Carry none of the pictures over; write out the complete data exactly.

▶ _DATA FOR THIS EXERCISE_
:::
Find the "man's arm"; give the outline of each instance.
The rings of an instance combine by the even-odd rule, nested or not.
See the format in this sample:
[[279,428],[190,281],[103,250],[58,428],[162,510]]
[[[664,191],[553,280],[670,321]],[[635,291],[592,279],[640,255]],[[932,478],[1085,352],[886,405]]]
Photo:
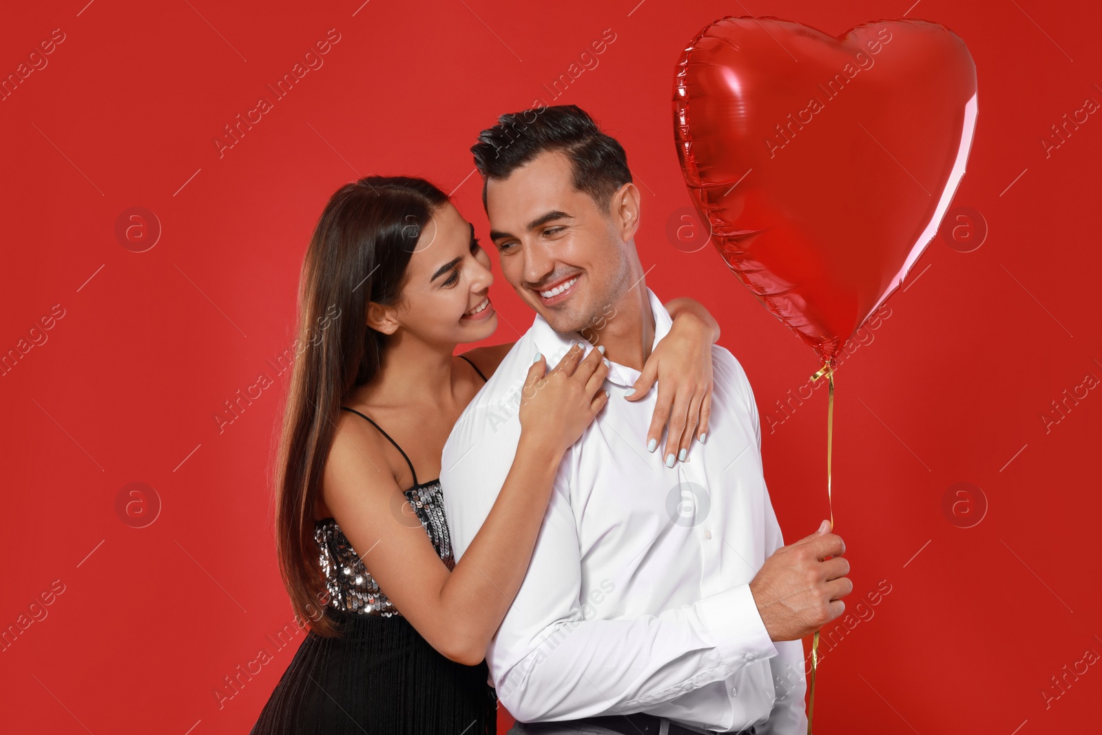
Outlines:
[[[517,444],[518,422],[495,423],[500,413],[464,413],[444,450],[441,482],[456,559],[501,485],[501,457]],[[747,584],[659,615],[585,619],[569,493],[576,447],[559,467],[531,564],[487,651],[506,709],[521,722],[640,712],[776,656]]]
[[[757,401],[754,399],[754,389],[749,380],[745,379],[743,385],[746,386],[747,409],[754,424],[758,454],[760,454],[761,423],[758,419]],[[765,506],[765,555],[768,559],[777,549],[785,545],[785,538],[780,530],[780,523],[777,521],[777,515],[773,509],[773,501],[768,499],[768,490],[766,490]],[[803,705],[803,695],[807,691],[803,641],[778,640],[774,641],[774,646],[777,648],[778,655],[769,659],[769,667],[773,670],[773,684],[777,701],[773,705],[769,721],[759,725],[757,733],[758,735],[802,735],[808,732],[808,716]]]

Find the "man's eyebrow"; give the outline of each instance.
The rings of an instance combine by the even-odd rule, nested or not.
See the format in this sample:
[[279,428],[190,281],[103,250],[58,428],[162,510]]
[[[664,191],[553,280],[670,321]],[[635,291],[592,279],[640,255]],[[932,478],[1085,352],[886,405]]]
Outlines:
[[437,278],[440,278],[441,275],[443,275],[447,271],[450,271],[453,268],[455,268],[456,263],[458,263],[461,260],[463,260],[463,259],[462,258],[452,258],[451,260],[449,260],[446,263],[444,263],[443,266],[441,266],[440,268],[436,269],[436,272],[432,274],[432,278],[429,279],[429,282],[431,283],[432,281],[435,281]]
[[[525,228],[525,230],[529,230],[529,231],[533,230],[537,227],[539,227],[540,225],[545,225],[549,221],[553,221],[555,219],[572,219],[572,218],[573,218],[573,215],[569,215],[565,212],[559,212],[558,209],[552,209],[551,212],[548,212],[544,215],[540,215],[539,217],[537,217],[532,221],[528,223],[528,226]],[[512,237],[512,235],[510,235],[509,233],[503,233],[503,231],[496,230],[496,229],[491,229],[489,231],[489,239],[491,239],[491,240],[496,241],[496,240],[500,240],[500,239],[506,238],[506,237]]]

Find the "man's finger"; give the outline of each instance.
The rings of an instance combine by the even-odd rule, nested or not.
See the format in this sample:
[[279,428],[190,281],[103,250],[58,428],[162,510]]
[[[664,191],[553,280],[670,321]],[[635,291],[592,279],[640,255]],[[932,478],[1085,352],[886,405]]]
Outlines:
[[822,563],[823,579],[830,582],[850,573],[850,560],[845,556],[833,556]]
[[815,529],[814,533],[811,533],[810,536],[806,536],[802,539],[800,539],[799,541],[792,542],[791,545],[795,547],[795,545],[800,544],[800,543],[808,543],[809,541],[813,541],[813,540],[818,539],[823,533],[829,533],[829,532],[830,532],[830,521],[829,520],[824,520],[822,523],[819,525],[819,528]]
[[820,560],[827,556],[841,556],[845,553],[845,542],[836,533],[825,533],[818,539],[808,541],[808,545],[813,547],[815,556]]

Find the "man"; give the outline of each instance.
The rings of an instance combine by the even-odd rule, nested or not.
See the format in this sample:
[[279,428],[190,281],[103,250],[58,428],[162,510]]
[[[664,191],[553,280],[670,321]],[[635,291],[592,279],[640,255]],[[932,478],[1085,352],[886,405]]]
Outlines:
[[623,397],[671,322],[636,253],[623,148],[563,106],[504,115],[472,151],[501,271],[538,315],[444,446],[456,559],[508,473],[537,353],[554,365],[584,332],[611,361],[612,400],[559,466],[487,651],[500,702],[528,723],[511,732],[803,733],[800,638],[844,608],[844,544],[824,521],[781,548],[754,396],[722,347],[704,441],[681,457],[646,446],[657,389]]

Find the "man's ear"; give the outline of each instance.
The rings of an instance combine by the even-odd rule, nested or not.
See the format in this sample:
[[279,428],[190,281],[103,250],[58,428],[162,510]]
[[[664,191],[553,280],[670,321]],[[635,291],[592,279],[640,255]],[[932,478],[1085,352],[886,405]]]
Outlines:
[[393,306],[383,306],[374,301],[367,304],[367,325],[382,334],[393,334],[401,326],[398,323],[398,311]]
[[628,182],[616,190],[609,213],[620,238],[625,242],[630,241],[639,229],[639,190],[635,184]]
:::
▶ _OUTPUT_
Find the "man's arm"; give the outline of each instance.
The rings of an instance combine by the even-odd rule, nested or not.
See the format in this sample:
[[279,428],[190,281],[103,250],[58,428],[162,510]]
[[[664,191],[553,280],[670,321]],[[635,291],[592,279],[640,255]],[[932,478],[1085,352],[886,405]]]
Photo:
Outlines:
[[[517,444],[518,422],[495,423],[500,413],[464,413],[444,450],[441,482],[456,559],[501,485],[501,457]],[[747,584],[659,615],[585,619],[569,493],[576,447],[559,467],[531,564],[487,651],[506,709],[521,722],[640,712],[776,656]]]
[[[757,401],[754,399],[754,389],[749,380],[745,379],[743,385],[746,386],[747,409],[754,424],[758,454],[760,454],[761,423],[758,419]],[[765,506],[765,555],[768,559],[777,549],[785,545],[785,538],[780,530],[780,523],[777,521],[777,515],[773,509],[773,501],[768,499],[768,490],[766,490]],[[803,705],[803,695],[807,691],[803,641],[778,640],[774,641],[774,646],[777,648],[778,655],[769,659],[769,667],[773,670],[773,684],[777,701],[773,705],[769,721],[759,725],[757,733],[758,735],[802,735],[808,732],[808,716]]]

Find the "man's eyebrow"; give the outline of each instance.
The rings of an instance combine by the even-odd rule, nested or not.
See the format in this sample:
[[279,428],[190,281],[103,250],[58,428],[162,510]]
[[[664,191],[553,280],[670,321]],[[635,291],[592,279],[640,255]],[[932,478],[1085,352],[886,405]]]
Outlines:
[[437,278],[440,278],[441,275],[443,275],[447,271],[450,271],[453,268],[455,268],[456,263],[458,263],[461,260],[463,260],[463,259],[462,258],[452,258],[451,260],[449,260],[446,263],[444,263],[443,266],[441,266],[440,268],[436,269],[436,272],[432,274],[432,278],[429,279],[429,282],[431,283],[432,281],[435,281]]
[[[525,228],[525,230],[529,230],[529,231],[533,230],[537,227],[539,227],[540,225],[545,225],[549,221],[553,221],[555,219],[572,219],[572,218],[573,218],[573,215],[569,215],[565,212],[559,212],[558,209],[552,209],[551,212],[548,212],[544,215],[540,215],[539,217],[537,217],[532,221],[528,223],[528,226]],[[512,237],[512,235],[510,235],[509,233],[503,233],[503,231],[496,230],[496,229],[491,229],[489,231],[489,239],[491,239],[491,240],[496,241],[496,240],[500,240],[500,239],[506,238],[506,237]]]

Find the "man's finger"; give the outline of each instance.
The rings of an instance combine by the even-odd rule, nested or not.
See the format in this sample:
[[279,428],[190,281],[103,250],[58,428],[162,510]]
[[[664,191],[553,280],[670,321]],[[635,291],[592,279],[640,255]],[[932,478],[1085,352],[886,405]]]
Outlines:
[[822,563],[823,579],[830,582],[850,573],[850,560],[845,556],[833,556]]
[[815,529],[814,533],[811,533],[810,536],[806,536],[802,539],[800,539],[799,541],[792,542],[791,545],[795,547],[795,545],[800,544],[800,543],[808,543],[809,541],[813,541],[813,540],[818,539],[823,533],[829,533],[829,532],[830,532],[830,521],[829,520],[824,520],[822,523],[819,525],[819,528]]
[[820,560],[827,556],[841,556],[845,553],[845,542],[836,533],[825,533],[818,539],[808,541],[808,545],[813,547],[815,556]]

Find the "man"; give the outline of each instance.
The rings of an instance combine by the even-odd rule, nested or not.
See the format in this sample:
[[279,428],[190,281],[103,250],[58,428],[162,510]]
[[[664,191],[553,280],[670,321]],[[635,291],[592,279],[640,255]],[[932,478],[1085,352],[886,405]]]
Outlines:
[[623,397],[671,322],[636,253],[623,148],[563,106],[504,115],[472,151],[501,271],[538,315],[444,446],[456,559],[508,473],[537,353],[554,365],[584,332],[611,361],[612,400],[559,466],[487,651],[500,702],[528,723],[511,732],[803,733],[800,638],[844,608],[844,544],[824,521],[781,548],[754,396],[722,347],[704,441],[681,457],[646,446],[657,389]]

Find the "man's ear"; give the outline of each instance.
The rings of an instance combine by the even-odd rule, nested or not.
See the format in this sample:
[[279,428],[190,281],[103,250],[58,428],[162,510]]
[[[664,191],[553,280],[670,321]],[[635,291],[592,279],[640,255]],[[932,478],[1085,352],[886,405]]]
Outlines:
[[393,306],[383,306],[374,301],[367,304],[367,325],[382,334],[393,334],[401,326],[398,323],[398,311]]
[[628,182],[616,190],[609,213],[620,238],[625,242],[630,241],[639,229],[639,190],[635,184]]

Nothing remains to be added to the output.